= SHORT TASK =
Could you recast the lines below, from the line with "the black notebook" up to and including the line with "[[603, 523], [69, 595]]", as a Markdown table with a "No." column numbering each row and an "Entry" column holding that line, skipping any blank lines?

** Begin RECORDS FOR THE TASK **

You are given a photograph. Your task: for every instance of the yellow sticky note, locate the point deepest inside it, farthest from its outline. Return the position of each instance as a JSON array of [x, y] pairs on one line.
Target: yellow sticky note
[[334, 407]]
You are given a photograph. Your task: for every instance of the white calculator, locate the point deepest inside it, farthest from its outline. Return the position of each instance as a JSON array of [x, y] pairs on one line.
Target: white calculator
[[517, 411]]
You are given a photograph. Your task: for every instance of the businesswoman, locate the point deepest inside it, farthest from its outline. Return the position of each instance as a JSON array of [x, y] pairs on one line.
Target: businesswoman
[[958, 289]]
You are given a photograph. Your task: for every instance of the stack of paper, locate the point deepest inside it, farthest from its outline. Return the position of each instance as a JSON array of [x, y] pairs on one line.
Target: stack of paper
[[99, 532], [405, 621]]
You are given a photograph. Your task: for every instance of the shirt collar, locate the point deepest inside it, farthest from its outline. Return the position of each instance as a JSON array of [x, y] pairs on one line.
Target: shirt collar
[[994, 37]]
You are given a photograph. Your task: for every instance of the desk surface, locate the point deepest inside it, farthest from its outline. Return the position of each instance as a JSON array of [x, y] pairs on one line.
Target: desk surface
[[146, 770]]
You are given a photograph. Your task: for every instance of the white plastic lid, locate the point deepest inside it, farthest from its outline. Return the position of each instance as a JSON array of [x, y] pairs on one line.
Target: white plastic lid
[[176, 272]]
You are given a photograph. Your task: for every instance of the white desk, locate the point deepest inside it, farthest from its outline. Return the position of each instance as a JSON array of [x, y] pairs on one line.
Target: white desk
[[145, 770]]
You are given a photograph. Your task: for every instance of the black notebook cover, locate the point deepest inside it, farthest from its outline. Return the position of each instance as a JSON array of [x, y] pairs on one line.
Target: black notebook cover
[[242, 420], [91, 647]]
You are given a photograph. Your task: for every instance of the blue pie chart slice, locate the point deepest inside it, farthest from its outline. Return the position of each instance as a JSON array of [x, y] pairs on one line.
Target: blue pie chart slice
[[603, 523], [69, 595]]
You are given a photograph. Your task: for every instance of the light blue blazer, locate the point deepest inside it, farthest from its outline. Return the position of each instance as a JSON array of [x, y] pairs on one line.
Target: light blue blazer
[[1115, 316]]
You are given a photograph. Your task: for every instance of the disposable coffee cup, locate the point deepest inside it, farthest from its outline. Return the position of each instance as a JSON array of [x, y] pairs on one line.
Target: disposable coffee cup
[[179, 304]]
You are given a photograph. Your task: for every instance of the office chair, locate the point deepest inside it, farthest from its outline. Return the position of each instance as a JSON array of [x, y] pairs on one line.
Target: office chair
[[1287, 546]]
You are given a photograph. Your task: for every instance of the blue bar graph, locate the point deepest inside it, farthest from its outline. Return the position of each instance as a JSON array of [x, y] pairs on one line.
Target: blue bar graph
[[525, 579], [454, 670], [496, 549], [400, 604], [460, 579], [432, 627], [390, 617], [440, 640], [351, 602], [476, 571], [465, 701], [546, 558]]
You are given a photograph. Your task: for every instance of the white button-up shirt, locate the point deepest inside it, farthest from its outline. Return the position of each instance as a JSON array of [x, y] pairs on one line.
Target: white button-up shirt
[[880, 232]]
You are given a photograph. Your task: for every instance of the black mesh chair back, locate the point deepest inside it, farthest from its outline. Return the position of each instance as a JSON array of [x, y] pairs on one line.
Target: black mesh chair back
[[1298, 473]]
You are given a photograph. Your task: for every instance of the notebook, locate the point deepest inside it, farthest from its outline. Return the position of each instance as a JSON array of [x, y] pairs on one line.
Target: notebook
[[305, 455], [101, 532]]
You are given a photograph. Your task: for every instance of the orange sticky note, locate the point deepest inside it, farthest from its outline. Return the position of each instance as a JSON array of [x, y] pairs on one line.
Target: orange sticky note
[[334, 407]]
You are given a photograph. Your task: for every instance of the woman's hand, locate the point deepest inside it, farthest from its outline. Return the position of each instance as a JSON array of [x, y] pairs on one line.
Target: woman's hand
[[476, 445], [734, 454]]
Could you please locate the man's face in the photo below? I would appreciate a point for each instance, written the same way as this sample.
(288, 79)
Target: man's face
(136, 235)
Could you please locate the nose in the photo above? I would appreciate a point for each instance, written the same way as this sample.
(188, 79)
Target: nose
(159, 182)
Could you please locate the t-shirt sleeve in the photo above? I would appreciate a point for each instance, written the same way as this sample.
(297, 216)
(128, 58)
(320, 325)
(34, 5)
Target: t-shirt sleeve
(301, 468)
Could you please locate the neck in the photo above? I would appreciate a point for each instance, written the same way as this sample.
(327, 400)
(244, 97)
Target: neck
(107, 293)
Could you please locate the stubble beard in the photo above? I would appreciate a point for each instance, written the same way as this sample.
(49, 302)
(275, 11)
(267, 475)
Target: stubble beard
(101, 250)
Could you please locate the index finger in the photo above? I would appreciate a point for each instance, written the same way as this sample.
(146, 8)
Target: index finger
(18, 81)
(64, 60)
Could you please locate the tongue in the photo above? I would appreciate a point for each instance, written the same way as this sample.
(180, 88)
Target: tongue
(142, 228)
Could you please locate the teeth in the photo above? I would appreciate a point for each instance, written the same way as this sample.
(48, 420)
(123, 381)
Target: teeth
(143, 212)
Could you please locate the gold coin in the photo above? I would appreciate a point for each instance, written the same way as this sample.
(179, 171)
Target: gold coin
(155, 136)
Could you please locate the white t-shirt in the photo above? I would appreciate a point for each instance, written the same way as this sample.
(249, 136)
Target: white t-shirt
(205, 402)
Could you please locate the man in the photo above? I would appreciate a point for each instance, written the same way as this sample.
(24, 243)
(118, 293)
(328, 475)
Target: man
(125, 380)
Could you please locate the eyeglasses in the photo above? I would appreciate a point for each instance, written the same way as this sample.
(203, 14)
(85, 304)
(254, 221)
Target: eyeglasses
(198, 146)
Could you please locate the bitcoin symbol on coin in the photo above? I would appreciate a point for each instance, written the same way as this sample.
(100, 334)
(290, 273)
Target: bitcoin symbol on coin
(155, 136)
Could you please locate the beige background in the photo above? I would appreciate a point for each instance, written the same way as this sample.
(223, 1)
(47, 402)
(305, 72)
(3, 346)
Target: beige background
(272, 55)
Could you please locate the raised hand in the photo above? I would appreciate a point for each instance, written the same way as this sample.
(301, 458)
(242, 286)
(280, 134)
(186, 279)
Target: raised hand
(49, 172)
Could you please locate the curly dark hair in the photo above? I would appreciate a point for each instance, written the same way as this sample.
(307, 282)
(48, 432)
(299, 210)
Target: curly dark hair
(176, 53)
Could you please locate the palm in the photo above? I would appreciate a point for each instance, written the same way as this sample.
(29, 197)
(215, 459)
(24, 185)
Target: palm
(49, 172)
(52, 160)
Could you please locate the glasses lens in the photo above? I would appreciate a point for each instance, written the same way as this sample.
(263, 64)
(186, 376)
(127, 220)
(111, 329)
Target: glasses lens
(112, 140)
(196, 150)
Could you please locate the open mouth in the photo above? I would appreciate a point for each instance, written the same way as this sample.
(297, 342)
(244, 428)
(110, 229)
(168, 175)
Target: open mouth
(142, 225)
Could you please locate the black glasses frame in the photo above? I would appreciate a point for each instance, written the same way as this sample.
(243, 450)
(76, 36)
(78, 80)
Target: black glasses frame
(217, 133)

** End RECORDS FOR THE TASK **

= THE OUTPUT =
| No. | Entry |
|---|---|
| 1 | You are given a photograph. Your task: for every instance of the black notebook cover, locate the point deepest inside it, farthest from its outline. Return the position of each instance as a JSON array of [x, y] pairs on one line. |
| 2 | Target: black notebook cover |
| 3 | [[242, 420], [91, 647]] |
| 4 | You are given a photograph. Your task: for every instance of the blue pie chart slice, locate the point deepest inside it, farthest from its outline. Return the position of each instance as a JSON array of [x, y] pairs on one line. |
| 5 | Target: blue pie chart slice |
| 6 | [[603, 523], [69, 595]] |